_Dataset extract_
▬▬▬

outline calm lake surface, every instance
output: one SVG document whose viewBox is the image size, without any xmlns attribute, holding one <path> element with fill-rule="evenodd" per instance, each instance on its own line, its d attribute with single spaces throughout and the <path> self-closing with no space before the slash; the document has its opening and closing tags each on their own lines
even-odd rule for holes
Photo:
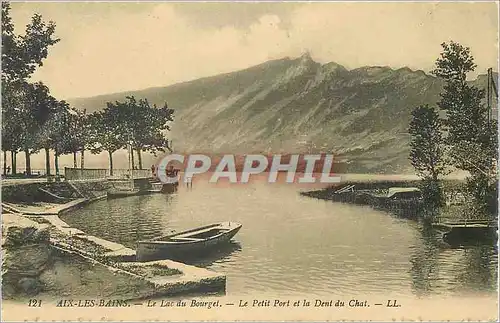
<svg viewBox="0 0 500 323">
<path fill-rule="evenodd" d="M 173 195 L 103 200 L 63 218 L 134 249 L 171 230 L 242 223 L 234 243 L 190 261 L 226 273 L 228 295 L 496 294 L 496 247 L 451 248 L 415 221 L 303 197 L 301 189 L 196 181 Z"/>
</svg>

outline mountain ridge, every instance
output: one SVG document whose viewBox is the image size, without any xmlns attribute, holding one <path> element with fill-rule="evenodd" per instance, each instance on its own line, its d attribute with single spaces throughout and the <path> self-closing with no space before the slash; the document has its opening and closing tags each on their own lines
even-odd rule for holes
<svg viewBox="0 0 500 323">
<path fill-rule="evenodd" d="M 485 83 L 479 77 L 473 82 Z M 351 161 L 350 171 L 393 173 L 410 168 L 407 128 L 412 109 L 434 105 L 442 85 L 421 70 L 348 70 L 305 54 L 169 86 L 68 102 L 92 112 L 126 95 L 157 105 L 166 101 L 175 110 L 169 136 L 178 151 L 328 151 Z"/>
</svg>

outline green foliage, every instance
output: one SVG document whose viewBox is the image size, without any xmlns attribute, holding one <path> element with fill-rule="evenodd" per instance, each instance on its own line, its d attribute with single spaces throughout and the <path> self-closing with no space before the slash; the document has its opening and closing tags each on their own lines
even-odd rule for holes
<svg viewBox="0 0 500 323">
<path fill-rule="evenodd" d="M 55 24 L 33 15 L 24 35 L 14 33 L 10 4 L 2 1 L 2 81 L 24 80 L 43 65 L 48 48 L 59 42 Z"/>
<path fill-rule="evenodd" d="M 115 107 L 119 109 L 122 131 L 130 136 L 134 149 L 165 151 L 167 146 L 164 137 L 165 131 L 170 130 L 169 121 L 173 121 L 173 110 L 167 104 L 161 109 L 156 105 L 151 106 L 147 99 L 139 99 L 133 96 L 126 97 L 125 102 L 116 102 Z"/>
<path fill-rule="evenodd" d="M 67 105 L 66 102 L 64 102 Z M 66 108 L 67 115 L 67 125 L 66 130 L 68 131 L 64 140 L 64 144 L 61 147 L 61 151 L 65 154 L 76 153 L 84 149 L 85 144 L 88 140 L 88 121 L 87 115 L 85 111 L 76 110 L 74 108 L 70 108 L 67 105 Z"/>
<path fill-rule="evenodd" d="M 498 212 L 497 183 L 489 176 L 476 174 L 467 178 L 465 190 L 475 202 L 470 207 L 473 216 L 484 218 L 484 214 Z"/>
<path fill-rule="evenodd" d="M 165 103 L 162 108 L 156 105 L 145 110 L 145 118 L 142 120 L 144 131 L 136 139 L 135 147 L 149 151 L 156 155 L 157 152 L 165 152 L 165 148 L 170 150 L 168 141 L 165 138 L 166 132 L 170 131 L 169 122 L 173 121 L 174 110 Z"/>
<path fill-rule="evenodd" d="M 92 153 L 97 154 L 104 150 L 113 153 L 126 145 L 127 136 L 123 134 L 124 127 L 119 115 L 117 107 L 108 104 L 103 111 L 94 112 L 89 116 L 92 124 L 90 133 Z"/>
<path fill-rule="evenodd" d="M 444 205 L 439 177 L 446 175 L 446 147 L 439 114 L 433 107 L 422 105 L 412 112 L 409 133 L 411 164 L 422 178 L 421 191 L 425 206 L 435 209 Z"/>
<path fill-rule="evenodd" d="M 436 68 L 432 74 L 446 81 L 465 82 L 467 73 L 476 68 L 470 48 L 451 41 L 441 43 L 443 51 L 436 60 Z"/>
<path fill-rule="evenodd" d="M 9 107 L 16 116 L 21 132 L 19 142 L 23 151 L 38 151 L 40 135 L 45 123 L 56 112 L 57 101 L 50 95 L 43 83 L 20 83 L 14 93 L 15 105 Z"/>
<path fill-rule="evenodd" d="M 59 41 L 54 32 L 53 22 L 45 23 L 35 14 L 24 35 L 16 35 L 10 4 L 2 2 L 2 145 L 4 152 L 10 150 L 14 156 L 19 150 L 26 153 L 28 174 L 30 154 L 47 144 L 44 125 L 53 113 L 55 99 L 43 83 L 26 80 L 42 66 L 48 48 Z"/>
<path fill-rule="evenodd" d="M 446 83 L 438 106 L 446 112 L 444 130 L 451 163 L 468 171 L 467 193 L 481 210 L 496 196 L 497 121 L 489 120 L 485 91 L 467 83 L 476 65 L 468 47 L 443 43 L 433 74 Z"/>
<path fill-rule="evenodd" d="M 428 210 L 436 210 L 445 205 L 444 190 L 441 181 L 426 177 L 420 182 L 422 199 Z"/>
<path fill-rule="evenodd" d="M 410 160 L 417 174 L 434 181 L 446 175 L 446 151 L 436 109 L 428 105 L 415 108 L 408 131 L 411 135 Z"/>
<path fill-rule="evenodd" d="M 168 123 L 173 121 L 173 112 L 167 104 L 158 109 L 146 99 L 136 100 L 133 96 L 126 97 L 124 102 L 108 102 L 102 112 L 92 114 L 95 130 L 91 150 L 112 153 L 130 142 L 139 154 L 139 167 L 142 167 L 141 151 L 156 154 L 168 149 L 165 133 L 170 130 Z"/>
<path fill-rule="evenodd" d="M 43 65 L 49 47 L 59 39 L 54 37 L 55 24 L 46 23 L 35 14 L 24 35 L 14 33 L 10 4 L 2 2 L 2 147 L 26 153 L 27 172 L 30 154 L 40 148 L 58 156 L 84 151 L 107 151 L 112 169 L 112 154 L 132 143 L 139 153 L 156 154 L 168 148 L 165 139 L 173 110 L 150 106 L 146 99 L 126 97 L 125 102 L 108 103 L 91 115 L 71 109 L 65 101 L 50 95 L 43 83 L 28 83 L 26 79 Z M 50 163 L 47 161 L 47 167 Z M 50 169 L 47 169 L 49 173 Z"/>
<path fill-rule="evenodd" d="M 75 115 L 73 110 L 70 109 L 69 104 L 65 101 L 57 102 L 57 110 L 53 114 L 51 121 L 53 122 L 52 128 L 52 140 L 54 152 L 56 155 L 62 155 L 64 153 L 72 152 L 70 149 L 71 144 L 73 144 L 74 133 L 74 119 Z"/>
<path fill-rule="evenodd" d="M 19 111 L 14 107 L 20 104 L 14 84 L 2 84 L 2 150 L 19 151 L 23 129 L 18 122 Z"/>
</svg>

▬▬▬

_Task_
Could you return the whole listing exactly, with every picture removed?

_Response area_
outline calm lake surface, every instance
output: one SVG document whose viewBox is the image size, without any xmlns attribute, holding one <path> element with fill-rule="evenodd" per instance, each instance on its own line, its d attribute with single spaces throughout and the <path> self-closing with no space before the slash; the document has its opening and closing tags each on their own lines
even-odd rule for holes
Photo:
<svg viewBox="0 0 500 323">
<path fill-rule="evenodd" d="M 173 195 L 103 200 L 63 218 L 134 249 L 171 230 L 242 223 L 234 243 L 190 261 L 226 273 L 228 295 L 496 294 L 496 247 L 451 248 L 415 221 L 303 197 L 301 189 L 196 181 Z"/>
</svg>

outline mountain ridge, every instance
output: one SVG document whose viewBox is the image size, without any xmlns attribute, holding one <path> element with fill-rule="evenodd" per instance, each instance on its own line, its d attribute with single spaces throughout and the <path> self-closing with no space before the slash; the document has its opening and closing tags each on their own lines
even-odd rule for holes
<svg viewBox="0 0 500 323">
<path fill-rule="evenodd" d="M 485 83 L 479 77 L 473 82 Z M 351 161 L 350 171 L 393 173 L 410 168 L 407 128 L 412 109 L 434 105 L 442 85 L 421 70 L 348 70 L 305 54 L 169 86 L 68 102 L 92 112 L 126 95 L 157 105 L 166 101 L 175 110 L 169 136 L 178 151 L 328 151 Z"/>
</svg>

outline green foliage, every instance
output: one SVG document whose viewBox is the image size, without any xmlns attribute, holding one <path> element with fill-rule="evenodd" per instance, each instance on its own line, its d attribute with single spaces throughout and the <path> self-closing with no space before the slash; the document has its opening and closing tags each on their own lines
even-odd rule for holes
<svg viewBox="0 0 500 323">
<path fill-rule="evenodd" d="M 55 24 L 33 15 L 24 35 L 14 33 L 10 4 L 2 1 L 2 81 L 24 80 L 43 65 L 48 48 L 59 42 Z"/>
<path fill-rule="evenodd" d="M 115 107 L 119 109 L 122 131 L 130 136 L 134 149 L 165 151 L 167 146 L 164 137 L 165 131 L 170 130 L 169 121 L 173 121 L 173 110 L 167 104 L 161 109 L 156 105 L 151 106 L 147 99 L 139 99 L 133 96 L 126 97 L 125 102 L 116 102 Z"/>
<path fill-rule="evenodd" d="M 67 105 L 66 102 L 64 102 Z M 66 108 L 67 115 L 67 125 L 66 130 L 68 131 L 64 140 L 64 144 L 61 147 L 61 151 L 65 154 L 76 153 L 84 149 L 85 144 L 88 140 L 88 121 L 87 115 L 85 111 L 76 110 L 74 108 L 70 108 L 67 105 Z"/>
<path fill-rule="evenodd" d="M 498 212 L 497 183 L 489 176 L 476 174 L 467 178 L 465 190 L 475 202 L 470 207 L 473 216 L 484 218 L 484 214 Z"/>
<path fill-rule="evenodd" d="M 165 103 L 162 108 L 156 105 L 145 110 L 145 118 L 142 120 L 144 131 L 136 139 L 135 147 L 149 151 L 156 155 L 157 152 L 165 152 L 165 148 L 170 150 L 168 141 L 165 138 L 166 132 L 170 131 L 169 122 L 173 121 L 174 110 Z"/>
<path fill-rule="evenodd" d="M 92 153 L 97 154 L 104 150 L 113 153 L 126 145 L 127 136 L 123 134 L 124 127 L 119 115 L 117 107 L 108 104 L 103 111 L 94 112 L 89 116 L 92 124 L 90 133 Z"/>
<path fill-rule="evenodd" d="M 444 205 L 439 177 L 446 175 L 446 147 L 439 114 L 433 107 L 422 105 L 412 112 L 409 133 L 411 164 L 422 178 L 421 191 L 425 206 L 435 209 Z"/>
<path fill-rule="evenodd" d="M 436 68 L 432 74 L 446 81 L 465 82 L 467 73 L 476 68 L 470 48 L 451 41 L 441 43 L 443 51 L 436 60 Z"/>
<path fill-rule="evenodd" d="M 9 107 L 16 116 L 21 132 L 19 142 L 23 151 L 38 151 L 40 135 L 45 123 L 56 112 L 57 101 L 50 95 L 43 83 L 20 83 L 14 93 L 15 105 Z"/>
<path fill-rule="evenodd" d="M 59 41 L 54 32 L 53 22 L 45 23 L 35 14 L 24 35 L 16 35 L 10 4 L 2 2 L 2 145 L 4 152 L 10 150 L 14 156 L 19 150 L 26 153 L 28 174 L 30 154 L 47 144 L 44 125 L 53 113 L 55 99 L 43 83 L 26 80 L 42 66 L 48 48 Z"/>
<path fill-rule="evenodd" d="M 446 83 L 438 106 L 446 112 L 444 130 L 451 163 L 468 171 L 467 193 L 481 210 L 496 196 L 497 121 L 489 120 L 485 91 L 467 83 L 476 65 L 468 47 L 443 43 L 433 74 Z"/>
<path fill-rule="evenodd" d="M 428 210 L 436 210 L 445 205 L 444 190 L 441 181 L 426 177 L 420 182 L 422 199 Z"/>
<path fill-rule="evenodd" d="M 410 160 L 417 174 L 434 181 L 446 175 L 446 151 L 436 109 L 428 105 L 415 108 L 408 131 L 411 135 Z"/>
<path fill-rule="evenodd" d="M 168 123 L 173 121 L 173 112 L 167 104 L 158 109 L 146 99 L 136 100 L 133 96 L 126 97 L 124 102 L 108 102 L 102 112 L 92 114 L 95 130 L 91 150 L 112 153 L 130 142 L 139 154 L 139 167 L 142 167 L 141 151 L 156 154 L 168 149 L 165 133 L 170 130 Z"/>
<path fill-rule="evenodd" d="M 43 65 L 49 47 L 59 39 L 54 37 L 55 24 L 46 23 L 35 14 L 24 35 L 14 33 L 10 4 L 2 2 L 2 147 L 26 153 L 27 172 L 30 154 L 40 148 L 58 156 L 84 151 L 107 151 L 112 169 L 112 154 L 132 143 L 139 153 L 156 154 L 168 148 L 165 139 L 173 110 L 150 106 L 146 99 L 126 97 L 125 102 L 108 103 L 91 115 L 71 109 L 65 101 L 50 95 L 43 83 L 28 83 L 26 79 Z M 50 163 L 47 161 L 47 167 Z M 50 169 L 47 169 L 49 173 Z"/>
<path fill-rule="evenodd" d="M 75 115 L 73 110 L 70 109 L 69 104 L 65 101 L 57 102 L 57 110 L 53 114 L 51 121 L 53 122 L 52 128 L 52 140 L 54 152 L 56 155 L 62 155 L 64 153 L 72 152 L 70 149 L 71 144 L 73 144 L 74 133 L 74 119 Z"/>
<path fill-rule="evenodd" d="M 19 111 L 14 107 L 20 104 L 14 84 L 2 84 L 2 150 L 19 151 L 23 129 L 18 122 Z"/>
</svg>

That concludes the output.